| Provided data |

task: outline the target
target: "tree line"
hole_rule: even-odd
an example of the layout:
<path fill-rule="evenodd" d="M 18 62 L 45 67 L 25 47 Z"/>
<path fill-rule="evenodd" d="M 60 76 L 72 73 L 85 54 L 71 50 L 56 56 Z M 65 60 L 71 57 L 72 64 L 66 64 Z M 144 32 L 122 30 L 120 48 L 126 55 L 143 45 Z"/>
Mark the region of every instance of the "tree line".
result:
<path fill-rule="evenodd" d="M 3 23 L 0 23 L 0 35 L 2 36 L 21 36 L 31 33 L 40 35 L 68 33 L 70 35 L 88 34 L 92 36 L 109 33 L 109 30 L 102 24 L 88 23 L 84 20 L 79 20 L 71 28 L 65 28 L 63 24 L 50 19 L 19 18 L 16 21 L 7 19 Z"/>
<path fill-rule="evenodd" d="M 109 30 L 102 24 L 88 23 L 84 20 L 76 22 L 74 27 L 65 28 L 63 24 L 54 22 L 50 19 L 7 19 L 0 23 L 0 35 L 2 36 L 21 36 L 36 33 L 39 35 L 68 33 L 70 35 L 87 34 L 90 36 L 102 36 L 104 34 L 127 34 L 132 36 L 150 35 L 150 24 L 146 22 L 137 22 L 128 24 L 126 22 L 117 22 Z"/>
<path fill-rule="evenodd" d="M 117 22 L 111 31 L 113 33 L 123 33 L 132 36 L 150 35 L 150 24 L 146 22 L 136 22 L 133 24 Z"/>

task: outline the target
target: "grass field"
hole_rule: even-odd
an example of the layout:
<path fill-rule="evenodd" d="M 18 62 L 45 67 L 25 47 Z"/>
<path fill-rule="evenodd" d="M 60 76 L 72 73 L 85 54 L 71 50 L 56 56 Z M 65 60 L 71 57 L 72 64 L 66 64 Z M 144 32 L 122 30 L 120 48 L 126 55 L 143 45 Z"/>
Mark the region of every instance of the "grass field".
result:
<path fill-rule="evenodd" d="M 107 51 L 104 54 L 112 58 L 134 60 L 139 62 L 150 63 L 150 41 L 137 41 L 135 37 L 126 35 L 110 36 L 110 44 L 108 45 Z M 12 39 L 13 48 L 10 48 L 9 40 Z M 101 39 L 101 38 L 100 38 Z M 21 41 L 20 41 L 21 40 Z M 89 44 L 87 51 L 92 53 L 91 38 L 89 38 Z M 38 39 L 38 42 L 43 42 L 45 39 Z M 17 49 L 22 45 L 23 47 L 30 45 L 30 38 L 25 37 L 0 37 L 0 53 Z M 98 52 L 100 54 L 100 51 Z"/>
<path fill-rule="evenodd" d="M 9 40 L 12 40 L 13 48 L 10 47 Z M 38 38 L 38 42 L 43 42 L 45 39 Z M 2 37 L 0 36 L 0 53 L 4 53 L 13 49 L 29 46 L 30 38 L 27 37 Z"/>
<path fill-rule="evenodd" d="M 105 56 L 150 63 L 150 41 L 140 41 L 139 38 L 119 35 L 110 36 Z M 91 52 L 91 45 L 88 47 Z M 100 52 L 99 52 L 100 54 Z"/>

| Exercise task |
Render the items from the very first line up to and including the line with "117 22 L 111" as a numbered list, skipping any blank lines.

| Correct result |
1. task: outline the target
2. target: "tree line"
3. hole_rule: even-odd
4. an example of the layout:
5. <path fill-rule="evenodd" d="M 18 62 L 45 67 L 25 47 Z"/>
6. <path fill-rule="evenodd" d="M 60 76 L 72 73 L 85 54 L 71 50 L 56 56 Z M 65 60 L 71 57 L 72 64 L 66 64 Z M 144 32 L 122 30 L 120 48 L 126 55 L 143 45 Z"/>
7. Mark the region of every instance of the "tree line".
8. result:
9. <path fill-rule="evenodd" d="M 3 23 L 0 23 L 0 35 L 2 36 L 21 36 L 31 33 L 40 35 L 68 33 L 70 35 L 88 34 L 92 36 L 109 33 L 109 30 L 102 24 L 88 23 L 84 20 L 79 20 L 71 28 L 65 28 L 63 24 L 50 19 L 19 18 L 16 21 L 7 19 Z"/>
10. <path fill-rule="evenodd" d="M 109 30 L 102 24 L 88 23 L 84 20 L 76 22 L 74 27 L 65 28 L 63 24 L 54 22 L 50 19 L 7 19 L 0 23 L 0 35 L 2 36 L 21 36 L 36 33 L 39 35 L 68 33 L 70 35 L 87 34 L 90 36 L 102 36 L 104 34 L 127 34 L 132 36 L 150 35 L 150 24 L 146 22 L 137 22 L 128 24 L 126 22 L 117 22 Z"/>
11. <path fill-rule="evenodd" d="M 117 22 L 111 31 L 113 33 L 123 33 L 132 36 L 150 35 L 150 24 L 146 22 L 136 22 L 133 24 Z"/>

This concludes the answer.